Problem description ->
All of the entries below are to be repeated word for word.

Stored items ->
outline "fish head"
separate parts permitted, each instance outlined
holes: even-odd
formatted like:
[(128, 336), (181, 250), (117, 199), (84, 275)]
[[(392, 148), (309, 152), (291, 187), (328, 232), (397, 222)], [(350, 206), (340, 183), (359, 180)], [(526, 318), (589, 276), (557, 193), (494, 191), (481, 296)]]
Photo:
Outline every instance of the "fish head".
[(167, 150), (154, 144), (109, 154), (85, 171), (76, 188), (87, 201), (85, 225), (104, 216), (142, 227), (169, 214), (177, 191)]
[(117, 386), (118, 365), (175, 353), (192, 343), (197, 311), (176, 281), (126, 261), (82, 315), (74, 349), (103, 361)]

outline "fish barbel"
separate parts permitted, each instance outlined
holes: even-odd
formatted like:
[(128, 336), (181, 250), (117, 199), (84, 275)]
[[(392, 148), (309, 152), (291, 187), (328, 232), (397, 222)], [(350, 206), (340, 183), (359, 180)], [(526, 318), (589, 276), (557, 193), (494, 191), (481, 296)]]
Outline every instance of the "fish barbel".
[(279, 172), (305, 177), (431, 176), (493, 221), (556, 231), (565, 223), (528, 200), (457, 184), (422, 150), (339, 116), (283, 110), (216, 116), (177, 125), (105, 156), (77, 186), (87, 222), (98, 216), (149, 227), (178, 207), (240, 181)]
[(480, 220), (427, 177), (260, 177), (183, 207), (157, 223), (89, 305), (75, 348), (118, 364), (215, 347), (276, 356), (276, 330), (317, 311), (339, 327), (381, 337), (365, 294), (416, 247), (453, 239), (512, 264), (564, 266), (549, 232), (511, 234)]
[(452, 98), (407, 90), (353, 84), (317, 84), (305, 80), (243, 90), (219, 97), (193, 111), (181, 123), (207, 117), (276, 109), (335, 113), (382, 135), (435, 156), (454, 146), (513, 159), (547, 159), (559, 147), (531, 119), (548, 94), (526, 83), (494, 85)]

Output of the exercise ->
outline "fish head"
separate parts permitted, each instance outlined
holes: even-odd
formatted like:
[(128, 336), (181, 250), (117, 199), (84, 275)]
[[(392, 148), (309, 152), (291, 187), (328, 232), (397, 222)], [(350, 206), (340, 183), (359, 180)], [(526, 318), (589, 276), (557, 193), (494, 191), (481, 296)]]
Photo:
Outline every instance of the "fish head".
[(167, 150), (154, 144), (109, 154), (85, 171), (76, 188), (87, 201), (85, 225), (104, 216), (142, 227), (169, 214), (177, 191)]
[(117, 386), (118, 365), (175, 353), (192, 343), (197, 311), (176, 281), (126, 261), (82, 315), (74, 349), (103, 361)]

outline "fish barbel"
separate parts permitted, each instance outlined
holes: even-odd
formatted like:
[(128, 336), (181, 250), (117, 199), (84, 275)]
[[(392, 148), (309, 152), (291, 187), (328, 232), (397, 222)], [(350, 206), (340, 183), (359, 180)], [(526, 318), (589, 276), (557, 193), (494, 191), (481, 296)]]
Outline every instance of the "fish barbel".
[(279, 172), (305, 177), (431, 176), (493, 221), (556, 231), (565, 223), (528, 200), (457, 184), (422, 150), (339, 116), (283, 110), (216, 116), (177, 125), (105, 156), (77, 186), (87, 222), (98, 216), (149, 227), (178, 207), (240, 181)]
[(480, 220), (427, 177), (260, 177), (183, 207), (157, 223), (89, 305), (75, 348), (118, 364), (215, 347), (276, 356), (276, 330), (317, 311), (339, 327), (381, 337), (365, 294), (416, 247), (453, 239), (512, 264), (564, 266), (549, 232), (511, 234)]
[(452, 98), (407, 90), (353, 84), (317, 84), (305, 80), (243, 90), (219, 97), (193, 111), (181, 123), (207, 117), (276, 109), (335, 113), (382, 135), (435, 156), (454, 146), (513, 159), (547, 159), (559, 147), (531, 119), (548, 94), (526, 83), (494, 85)]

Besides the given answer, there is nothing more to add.